STATED TASK 1: Translate this sentence from the greenhouse predators passage into Spanish: "My favorite predators are probably the giant toads."
STATED TASK 2: Carry on the passage about predators in the nursery greenhouse from its last sentence.

READING TEXT:
• • •

Well... we were busy. The situation just sort of evolved. There are always hornets and wasps in the greenhouse. We are a pesticide-free native plant nursery. One of the techniques we use to harden our plants is to open the sides and ends of the greenhouse, letting in the winds to help build strong stems and teach the plants how to regulate their moisture levels. Consequently, the greenhouse teems with life all summer long. We have butterflies laying eggs on milkweed seedlings, caterpillars munching away, aphids, slugs, beetles scurrying around... and after them come a full-scale army of predators.
My favorite predators are probably the giant toads. They come out at night and stand in the open doors like great fat sentinels, waiting for bugs to wander by. The toads spend the day sleeping in some pot and make startling movements or even squeaks when I accidentally water them with cold groundwater. But, they are by no means the only predator to help us with pest control. The garter snakes are also quite startling to water, but they are mostly there to eat the mice that eat the bugs (and the plants). More directly effective against the insects are our legions of spiders: skittering wolf spiders, jumping spiders that look you in the eye like they want to discuss life, crab spiders that try hard (and often succeed) to look like flowers, fishing spiders as big as your hand, and many many others.
Then there are the birds: this year I watched a pair of fly catchers come in at dawn every day to pluck the insects trapped from yesterday on the inside of the plastic. I also watched with much trepidation and anxiety as they led their July fledglings in to teach them the same trick. The fledglings flew in just fine, but it took them a couple of stressful days to learn how to slip out the louvers in the greenhouse peaks (apparently they don't use doors and windows, which were wide open). All the while they complained and called desperately to their parents and I anxiously stressed about them getting too hot or getting abandoned. It turned out that the parents knew what they were doing. My efforts to "save" the fledglings by trying to catch them with a butterfly net only served to stress everyone out even more. The parents occasionally hopped back in, had a calm discussion with the fledglings about (I assume) the usefulness of greenhouse louvers, and hopped back out. Eventually, the fledglings figured it out.

• • •

RECORDED DATA:
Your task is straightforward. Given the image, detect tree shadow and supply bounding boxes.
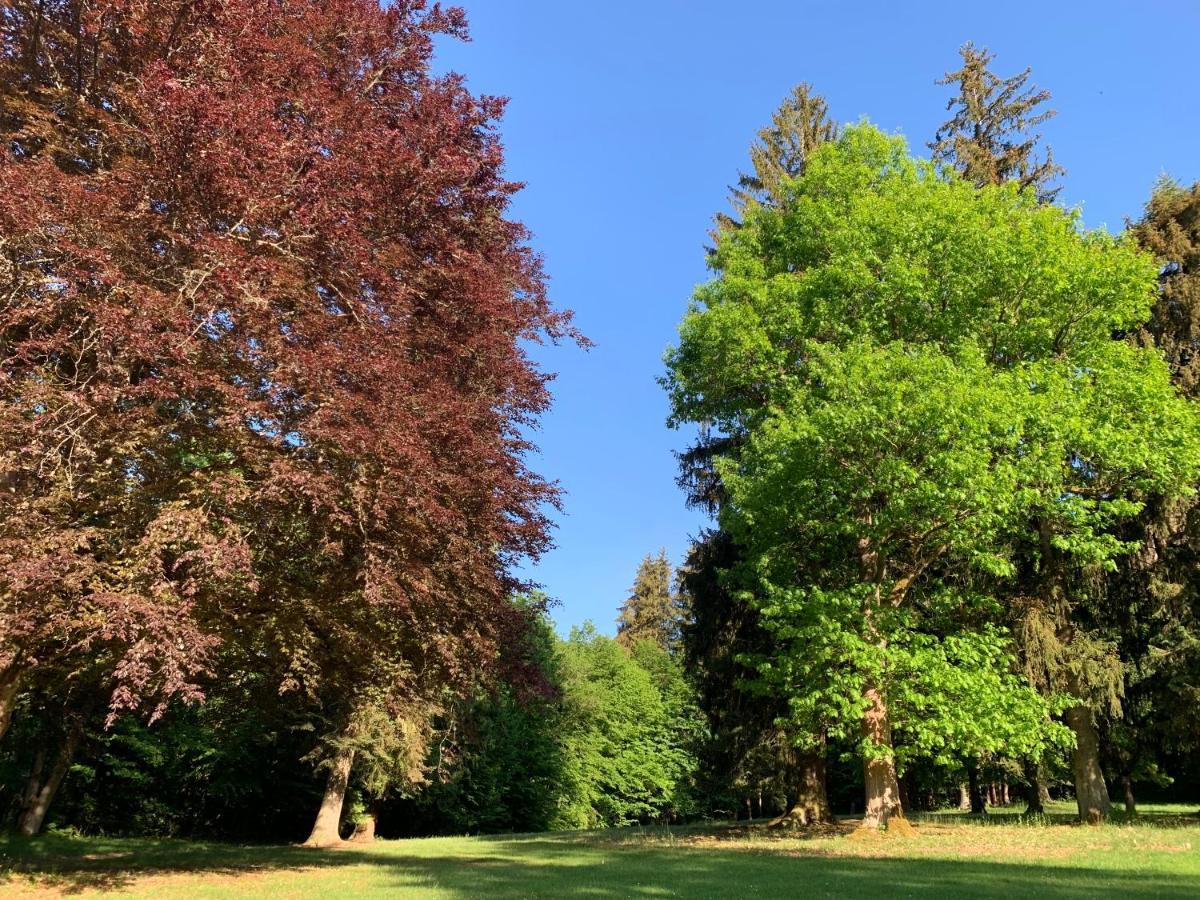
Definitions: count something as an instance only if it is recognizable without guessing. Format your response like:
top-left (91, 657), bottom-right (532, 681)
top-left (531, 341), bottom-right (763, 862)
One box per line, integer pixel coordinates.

• • •

FINAL ANSWER 1: Mis depredadores favoritos son probablemente los sapos gigantes.

FINAL ANSWER 2:
But back to wasps... Wasps are a major component of our predator army. In case you didn't know, many (most?) wasps, especially the social wasps that make big nests full of young, are predators. They hunt insects, paralyze them with a sting, and bring them, or at least the meaty part, back to the nest to feed the larvae. Solitary predatory wasps tend to paralyze their prey and bring it back to the nest chamber - burying it alive with the eggs. Wasps, the solitary wasps at least, tend to specialize - one will hunt certain types of spiders, one will go after a type of caterpillar, and so on. There are also thousands of parasitic wasps that lay their eggs on the eggs or larvae of other insects. In fact, with over 4,000 species of wasp in the United States alone, there is probably a wasp controlling the population of every single native insect. Creepy, but cool, and very useful in controlling insects, especially in a greenhouse. Many wasps are also pollinators, sipping nectar for an energy boost or because they are males who do not provision nests. They don't collect pollen like bees, but they spread some around as they forage.
...I'll take a moment here to beg forgiveness for any errors in wasp generalizations or terminology - the wasp lineages are complicated and all mixed up with ants and such, their lifestyles are not as well described in common references as social bees, and I am not an insect expert. "Yellowjackets", for example, is a common name for several wasp species. I think the ones in our greenhouse were Eastern Yellowjackets, Vespula maculifrons, but again, I'm not a pro at insect identification. Do feel free to send me an email with all your best wasp facts if I get something wrong...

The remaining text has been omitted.